- _Task prompt_:
Answer these questions from the passage on Anton Chekhov:
1. In what year was Chekhov born, and in what town?
2. How old was Chekhov when his father left him behind to manage the family's finances?
3. In what year was Chekhov accepted to Moscow University's school of medicine?

"Medicine is my lawful wife, and literature is my mistress. When I get fed up with one, I spend the night with the other. Though it is irregular, it is less boring this way, and besides, neither of them loses anything through my infidelity."
A quote by Dr. Anton Pavlovich Chekhov, born on this day in 1860, in the small town of Taganrog, Ukraine. He described his childhood as not having one. His father was abusive to him, his siblings and his mother and at the age of sixteen, his bankrupt father left him behind to manage the family's failing finances in Taganrog while he, himself, moved to Moscow.
With his father hoping to avoid debtors' prison and his mother emotionally broken, Chekhov put himself through school, by working odd jobs and sending money to his family in Moscow. In 1879, he was accepted to Moscow University's school of medicine.

- _Source material_:
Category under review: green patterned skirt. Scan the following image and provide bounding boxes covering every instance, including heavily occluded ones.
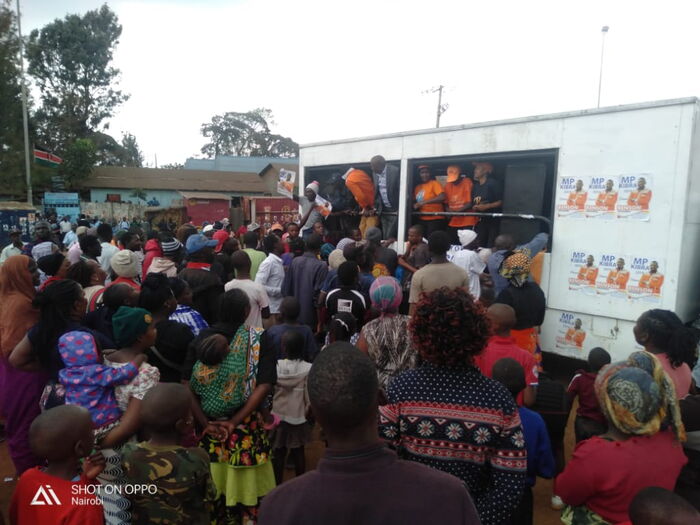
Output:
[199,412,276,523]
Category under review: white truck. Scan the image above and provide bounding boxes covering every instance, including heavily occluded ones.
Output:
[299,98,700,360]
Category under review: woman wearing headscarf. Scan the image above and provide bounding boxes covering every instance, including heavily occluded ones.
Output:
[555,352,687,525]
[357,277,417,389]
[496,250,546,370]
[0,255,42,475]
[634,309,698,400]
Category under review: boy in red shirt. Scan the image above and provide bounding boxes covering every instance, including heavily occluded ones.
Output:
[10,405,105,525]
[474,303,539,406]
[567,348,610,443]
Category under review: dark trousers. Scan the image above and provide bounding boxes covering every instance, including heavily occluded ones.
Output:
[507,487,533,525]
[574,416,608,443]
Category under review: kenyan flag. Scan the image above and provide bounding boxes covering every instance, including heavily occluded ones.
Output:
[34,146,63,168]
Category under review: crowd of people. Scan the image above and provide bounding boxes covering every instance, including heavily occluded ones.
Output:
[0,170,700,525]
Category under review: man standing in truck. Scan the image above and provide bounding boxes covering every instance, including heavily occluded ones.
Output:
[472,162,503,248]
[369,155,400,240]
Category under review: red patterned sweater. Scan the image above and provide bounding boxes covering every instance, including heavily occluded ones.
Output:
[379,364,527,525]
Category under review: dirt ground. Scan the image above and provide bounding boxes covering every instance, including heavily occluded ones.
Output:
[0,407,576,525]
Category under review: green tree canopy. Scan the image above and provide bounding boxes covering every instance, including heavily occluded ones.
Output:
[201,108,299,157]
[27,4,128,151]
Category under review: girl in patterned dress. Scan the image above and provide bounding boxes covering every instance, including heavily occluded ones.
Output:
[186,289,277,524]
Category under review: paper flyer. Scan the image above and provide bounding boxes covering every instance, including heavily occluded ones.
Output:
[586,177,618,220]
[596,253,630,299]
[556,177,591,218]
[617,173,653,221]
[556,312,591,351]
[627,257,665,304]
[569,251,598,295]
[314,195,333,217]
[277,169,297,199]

* * *

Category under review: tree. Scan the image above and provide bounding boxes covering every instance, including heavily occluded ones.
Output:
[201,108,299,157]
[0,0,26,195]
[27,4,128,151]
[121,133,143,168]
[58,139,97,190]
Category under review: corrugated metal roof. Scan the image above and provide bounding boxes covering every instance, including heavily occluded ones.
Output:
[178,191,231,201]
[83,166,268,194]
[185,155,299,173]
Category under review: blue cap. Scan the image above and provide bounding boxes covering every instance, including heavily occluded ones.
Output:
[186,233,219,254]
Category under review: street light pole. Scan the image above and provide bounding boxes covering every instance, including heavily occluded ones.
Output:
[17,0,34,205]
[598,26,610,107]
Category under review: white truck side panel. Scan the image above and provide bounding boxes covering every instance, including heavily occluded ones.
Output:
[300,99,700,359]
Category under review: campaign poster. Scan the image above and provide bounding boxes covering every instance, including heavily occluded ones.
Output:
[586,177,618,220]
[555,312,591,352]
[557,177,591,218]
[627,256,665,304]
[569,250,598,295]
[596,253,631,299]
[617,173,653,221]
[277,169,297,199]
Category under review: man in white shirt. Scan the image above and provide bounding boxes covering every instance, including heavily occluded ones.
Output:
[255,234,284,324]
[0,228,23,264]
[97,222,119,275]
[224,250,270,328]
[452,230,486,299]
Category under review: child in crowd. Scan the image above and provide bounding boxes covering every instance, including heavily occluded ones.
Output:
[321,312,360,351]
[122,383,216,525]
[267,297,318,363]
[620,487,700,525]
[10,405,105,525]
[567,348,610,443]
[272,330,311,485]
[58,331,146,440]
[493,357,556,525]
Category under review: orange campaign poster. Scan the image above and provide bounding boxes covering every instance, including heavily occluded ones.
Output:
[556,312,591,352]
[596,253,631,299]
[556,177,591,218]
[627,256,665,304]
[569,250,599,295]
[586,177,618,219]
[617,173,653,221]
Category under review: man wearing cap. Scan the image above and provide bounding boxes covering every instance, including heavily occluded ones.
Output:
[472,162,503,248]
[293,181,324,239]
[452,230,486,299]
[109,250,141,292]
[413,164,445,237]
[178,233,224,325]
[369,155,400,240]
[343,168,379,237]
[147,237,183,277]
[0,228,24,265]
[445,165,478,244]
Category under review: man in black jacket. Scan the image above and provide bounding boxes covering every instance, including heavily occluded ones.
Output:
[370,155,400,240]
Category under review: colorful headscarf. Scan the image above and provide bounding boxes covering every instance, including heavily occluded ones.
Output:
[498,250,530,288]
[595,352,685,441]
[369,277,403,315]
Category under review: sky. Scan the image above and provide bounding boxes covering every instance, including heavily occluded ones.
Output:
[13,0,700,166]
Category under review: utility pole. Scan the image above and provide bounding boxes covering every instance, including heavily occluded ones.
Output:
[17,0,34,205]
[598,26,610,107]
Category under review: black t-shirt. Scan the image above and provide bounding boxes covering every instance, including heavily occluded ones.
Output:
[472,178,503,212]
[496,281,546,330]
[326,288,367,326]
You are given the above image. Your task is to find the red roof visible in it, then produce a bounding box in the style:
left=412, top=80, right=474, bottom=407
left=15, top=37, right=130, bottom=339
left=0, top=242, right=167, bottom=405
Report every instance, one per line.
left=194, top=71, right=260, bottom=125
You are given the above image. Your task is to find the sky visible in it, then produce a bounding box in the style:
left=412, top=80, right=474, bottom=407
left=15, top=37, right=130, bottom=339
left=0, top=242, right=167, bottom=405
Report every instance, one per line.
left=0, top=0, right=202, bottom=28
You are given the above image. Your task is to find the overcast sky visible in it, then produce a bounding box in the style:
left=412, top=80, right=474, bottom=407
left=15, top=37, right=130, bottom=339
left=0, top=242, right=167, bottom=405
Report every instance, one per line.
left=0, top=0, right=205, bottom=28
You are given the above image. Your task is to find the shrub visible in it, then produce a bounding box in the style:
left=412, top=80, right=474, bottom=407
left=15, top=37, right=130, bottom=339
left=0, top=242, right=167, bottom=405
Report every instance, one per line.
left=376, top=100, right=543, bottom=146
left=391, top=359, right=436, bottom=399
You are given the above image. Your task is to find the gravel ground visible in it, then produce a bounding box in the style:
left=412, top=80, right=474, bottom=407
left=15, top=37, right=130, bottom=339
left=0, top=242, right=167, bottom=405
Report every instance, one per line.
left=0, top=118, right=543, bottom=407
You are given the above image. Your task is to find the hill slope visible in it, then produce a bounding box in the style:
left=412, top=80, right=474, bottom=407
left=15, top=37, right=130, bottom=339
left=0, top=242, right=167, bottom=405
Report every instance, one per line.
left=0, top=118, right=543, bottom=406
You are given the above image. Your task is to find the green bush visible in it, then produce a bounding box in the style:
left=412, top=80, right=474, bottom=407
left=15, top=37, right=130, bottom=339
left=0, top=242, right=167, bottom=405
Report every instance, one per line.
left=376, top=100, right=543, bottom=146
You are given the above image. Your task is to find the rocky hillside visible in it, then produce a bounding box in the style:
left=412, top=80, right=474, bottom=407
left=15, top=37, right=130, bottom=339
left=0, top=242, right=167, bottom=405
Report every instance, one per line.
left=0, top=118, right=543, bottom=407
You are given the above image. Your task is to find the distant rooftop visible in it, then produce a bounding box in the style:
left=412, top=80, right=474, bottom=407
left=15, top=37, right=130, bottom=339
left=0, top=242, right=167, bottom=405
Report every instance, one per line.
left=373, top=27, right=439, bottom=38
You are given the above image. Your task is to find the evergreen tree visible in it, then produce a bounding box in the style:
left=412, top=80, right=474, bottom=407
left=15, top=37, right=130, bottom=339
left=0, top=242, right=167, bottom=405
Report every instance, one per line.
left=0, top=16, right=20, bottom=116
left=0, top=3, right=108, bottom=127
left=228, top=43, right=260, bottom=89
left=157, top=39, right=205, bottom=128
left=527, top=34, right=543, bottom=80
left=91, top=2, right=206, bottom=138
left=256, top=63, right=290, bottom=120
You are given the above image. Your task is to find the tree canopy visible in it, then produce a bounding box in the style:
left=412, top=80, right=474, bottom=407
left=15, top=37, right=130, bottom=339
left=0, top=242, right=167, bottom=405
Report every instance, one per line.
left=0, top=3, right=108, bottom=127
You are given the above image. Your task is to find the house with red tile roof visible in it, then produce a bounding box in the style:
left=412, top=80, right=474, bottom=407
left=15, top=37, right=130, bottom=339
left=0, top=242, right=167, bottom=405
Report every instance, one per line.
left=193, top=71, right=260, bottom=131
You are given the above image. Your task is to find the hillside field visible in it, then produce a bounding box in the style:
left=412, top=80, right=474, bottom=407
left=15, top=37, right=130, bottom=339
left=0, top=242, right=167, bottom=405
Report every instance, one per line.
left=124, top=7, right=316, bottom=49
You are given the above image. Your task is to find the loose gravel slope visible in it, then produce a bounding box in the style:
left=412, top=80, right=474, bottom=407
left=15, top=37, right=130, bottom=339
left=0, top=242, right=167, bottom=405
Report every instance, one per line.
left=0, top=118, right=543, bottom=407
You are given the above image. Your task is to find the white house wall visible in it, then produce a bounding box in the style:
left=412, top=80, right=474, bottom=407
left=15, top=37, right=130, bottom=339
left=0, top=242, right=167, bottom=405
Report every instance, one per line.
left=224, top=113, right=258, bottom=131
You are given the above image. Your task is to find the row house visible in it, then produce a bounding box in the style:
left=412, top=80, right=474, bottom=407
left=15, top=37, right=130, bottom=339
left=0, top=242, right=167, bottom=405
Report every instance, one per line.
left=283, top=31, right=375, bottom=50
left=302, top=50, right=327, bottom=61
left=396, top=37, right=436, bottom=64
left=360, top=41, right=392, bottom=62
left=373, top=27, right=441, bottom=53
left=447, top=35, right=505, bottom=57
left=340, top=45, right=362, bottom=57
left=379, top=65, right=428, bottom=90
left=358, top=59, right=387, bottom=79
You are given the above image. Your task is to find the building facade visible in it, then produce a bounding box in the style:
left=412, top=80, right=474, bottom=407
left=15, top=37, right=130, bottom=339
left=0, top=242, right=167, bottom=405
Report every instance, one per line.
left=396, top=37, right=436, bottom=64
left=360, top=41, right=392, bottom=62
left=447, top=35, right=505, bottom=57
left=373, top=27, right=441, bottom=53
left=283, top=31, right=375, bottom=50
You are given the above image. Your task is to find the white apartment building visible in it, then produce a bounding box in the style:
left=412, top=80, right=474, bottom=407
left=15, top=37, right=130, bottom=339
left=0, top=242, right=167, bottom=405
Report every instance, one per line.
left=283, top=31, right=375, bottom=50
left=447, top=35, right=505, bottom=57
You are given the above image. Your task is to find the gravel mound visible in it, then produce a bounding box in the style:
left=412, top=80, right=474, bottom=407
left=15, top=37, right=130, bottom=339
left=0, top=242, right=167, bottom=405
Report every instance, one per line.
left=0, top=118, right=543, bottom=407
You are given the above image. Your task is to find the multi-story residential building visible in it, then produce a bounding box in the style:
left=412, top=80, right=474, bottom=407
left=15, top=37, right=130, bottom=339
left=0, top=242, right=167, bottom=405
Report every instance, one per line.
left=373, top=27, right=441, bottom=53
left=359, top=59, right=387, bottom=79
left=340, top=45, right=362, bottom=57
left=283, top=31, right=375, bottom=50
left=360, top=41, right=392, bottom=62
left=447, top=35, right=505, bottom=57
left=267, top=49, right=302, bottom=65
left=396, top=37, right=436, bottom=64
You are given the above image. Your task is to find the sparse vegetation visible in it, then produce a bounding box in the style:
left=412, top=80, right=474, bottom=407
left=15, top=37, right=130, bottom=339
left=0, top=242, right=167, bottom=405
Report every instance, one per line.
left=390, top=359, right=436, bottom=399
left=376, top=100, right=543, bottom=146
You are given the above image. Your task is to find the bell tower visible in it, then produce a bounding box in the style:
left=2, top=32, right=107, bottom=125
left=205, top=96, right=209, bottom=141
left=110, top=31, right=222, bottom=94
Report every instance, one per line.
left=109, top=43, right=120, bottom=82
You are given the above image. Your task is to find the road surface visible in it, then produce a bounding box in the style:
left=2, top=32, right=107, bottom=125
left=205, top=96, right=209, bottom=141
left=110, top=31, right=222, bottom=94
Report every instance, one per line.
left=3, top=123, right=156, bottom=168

- _Answer below_:
1. 1860, in Taganrog.
2. Sixteen.
3. 1879.